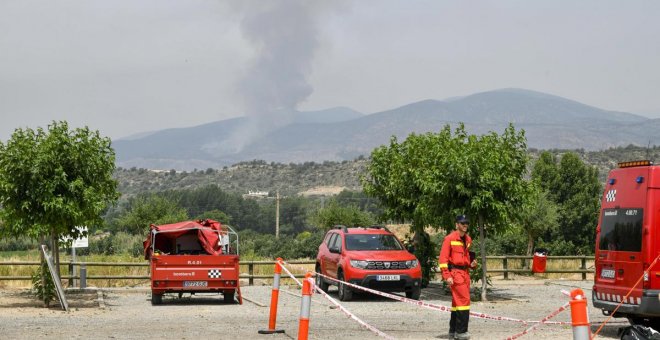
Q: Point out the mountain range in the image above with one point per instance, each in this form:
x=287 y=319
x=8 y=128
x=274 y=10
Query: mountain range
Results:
x=341 y=133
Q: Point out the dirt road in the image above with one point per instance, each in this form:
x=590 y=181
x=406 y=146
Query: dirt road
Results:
x=128 y=314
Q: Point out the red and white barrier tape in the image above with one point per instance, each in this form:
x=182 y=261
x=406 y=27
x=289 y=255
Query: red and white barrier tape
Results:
x=445 y=308
x=334 y=302
x=543 y=321
x=350 y=315
x=437 y=307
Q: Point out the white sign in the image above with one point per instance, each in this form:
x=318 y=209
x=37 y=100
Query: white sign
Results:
x=81 y=242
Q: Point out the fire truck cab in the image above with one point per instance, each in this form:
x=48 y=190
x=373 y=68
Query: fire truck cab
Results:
x=193 y=257
x=628 y=243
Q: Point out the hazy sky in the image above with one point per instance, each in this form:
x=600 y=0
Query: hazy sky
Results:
x=124 y=67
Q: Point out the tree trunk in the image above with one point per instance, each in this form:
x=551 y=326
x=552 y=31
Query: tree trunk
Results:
x=56 y=252
x=484 y=271
x=42 y=241
x=530 y=248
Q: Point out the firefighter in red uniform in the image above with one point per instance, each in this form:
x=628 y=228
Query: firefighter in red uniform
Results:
x=454 y=262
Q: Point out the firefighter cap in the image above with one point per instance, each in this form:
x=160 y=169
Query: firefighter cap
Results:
x=462 y=219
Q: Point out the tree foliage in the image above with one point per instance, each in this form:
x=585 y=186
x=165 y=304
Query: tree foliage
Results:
x=539 y=215
x=148 y=209
x=428 y=179
x=574 y=187
x=335 y=214
x=54 y=180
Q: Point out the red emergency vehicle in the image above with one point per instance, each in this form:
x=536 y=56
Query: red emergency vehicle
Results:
x=193 y=257
x=628 y=242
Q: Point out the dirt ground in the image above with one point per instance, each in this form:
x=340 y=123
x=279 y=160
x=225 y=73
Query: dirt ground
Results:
x=128 y=314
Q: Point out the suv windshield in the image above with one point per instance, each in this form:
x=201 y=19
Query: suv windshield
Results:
x=372 y=242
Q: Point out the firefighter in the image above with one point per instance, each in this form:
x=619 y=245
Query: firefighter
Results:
x=454 y=262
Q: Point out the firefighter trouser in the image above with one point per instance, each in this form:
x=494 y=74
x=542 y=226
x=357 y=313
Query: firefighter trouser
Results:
x=460 y=301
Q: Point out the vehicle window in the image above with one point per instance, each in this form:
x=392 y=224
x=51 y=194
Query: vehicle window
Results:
x=372 y=242
x=330 y=238
x=621 y=229
x=336 y=242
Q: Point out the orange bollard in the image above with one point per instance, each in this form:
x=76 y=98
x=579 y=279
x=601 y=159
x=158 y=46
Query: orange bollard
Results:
x=273 y=301
x=305 y=306
x=580 y=316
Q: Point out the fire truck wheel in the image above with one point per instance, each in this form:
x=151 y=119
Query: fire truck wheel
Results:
x=320 y=282
x=156 y=299
x=345 y=293
x=228 y=296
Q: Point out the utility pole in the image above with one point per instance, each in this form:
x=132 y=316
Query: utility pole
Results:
x=277 y=214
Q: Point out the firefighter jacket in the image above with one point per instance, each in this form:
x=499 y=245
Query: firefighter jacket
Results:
x=454 y=253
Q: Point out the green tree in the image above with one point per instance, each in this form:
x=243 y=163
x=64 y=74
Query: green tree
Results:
x=538 y=215
x=145 y=210
x=54 y=180
x=334 y=214
x=574 y=186
x=215 y=215
x=429 y=179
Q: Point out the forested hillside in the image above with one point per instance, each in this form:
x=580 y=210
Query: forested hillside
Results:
x=290 y=179
x=243 y=177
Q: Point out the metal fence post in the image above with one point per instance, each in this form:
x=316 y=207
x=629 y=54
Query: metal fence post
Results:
x=72 y=281
x=83 y=276
x=251 y=273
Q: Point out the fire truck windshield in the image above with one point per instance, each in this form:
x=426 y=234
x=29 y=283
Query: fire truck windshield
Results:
x=621 y=229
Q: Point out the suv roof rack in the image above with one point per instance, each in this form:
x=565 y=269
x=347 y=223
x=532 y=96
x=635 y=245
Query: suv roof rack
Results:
x=380 y=227
x=342 y=227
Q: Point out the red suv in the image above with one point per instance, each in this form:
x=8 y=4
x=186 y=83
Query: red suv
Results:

[What you need to do] Starting with the line that contains "Q: Point out the dirt ground" and going on through the line that contains "x=243 y=177", reproduce those records in full, requests included, with -142 added to every coordinate in the answer points. Leave the sample coordinates in the requests unchanged, and copy nothing outside that span.

[Task result]
Q: Point out the dirt ground in the image above with one point per instance, each in this form:
x=340 y=123
x=279 y=160
x=225 y=73
Query: dirt ground
Results:
x=-14 y=172
Q: Point out the suv windshield in the image above with one point per instance, each in this form:
x=201 y=19
Query: suv windshield
Results:
x=230 y=100
Q: Point out the firefighter in the image above with one point per instance, each in this form:
x=619 y=245
Query: firefighter
Results:
x=312 y=120
Q: Point out the firefighter trouser in the image above with one point per instance, each in this form:
x=494 y=74
x=542 y=226
x=357 y=313
Query: firefighter trouser
Results:
x=318 y=159
Q: Point out the vehicle window in the image above with one point per instance, each in this form:
x=392 y=224
x=51 y=194
Query: vehicle window
Results:
x=230 y=100
x=188 y=96
x=479 y=87
x=194 y=100
Q: Point out the orange bollard in the image above with one point per instance, each in this form:
x=76 y=98
x=579 y=279
x=601 y=159
x=158 y=46
Query: orange bollard
Results:
x=131 y=159
x=163 y=164
x=438 y=174
Q: Point out the fire truck wheel in the image above with one point per instance, each in this form:
x=151 y=119
Query: fire truck wheel
Results:
x=178 y=140
x=14 y=157
x=203 y=151
x=86 y=154
Q: Point out the utility pole in the image above with one point per instance, each in this form:
x=132 y=316
Query: utility pole
Results:
x=135 y=72
Q: Point out the firefighter jacket in the image above with one point per instance, each in this form:
x=499 y=245
Query: firefighter jacket
Results:
x=312 y=111
Q: Point out the green tree in the image above with one point per instance, each in this form:
x=243 y=163
x=64 y=74
Query: green tree
Results:
x=396 y=73
x=3 y=68
x=-88 y=38
x=192 y=72
x=432 y=44
x=73 y=73
x=287 y=37
Q: Point out the forested hillside in the image above with one point per instance, each in this form:
x=580 y=210
Query: forested hillside
Results:
x=148 y=37
x=101 y=35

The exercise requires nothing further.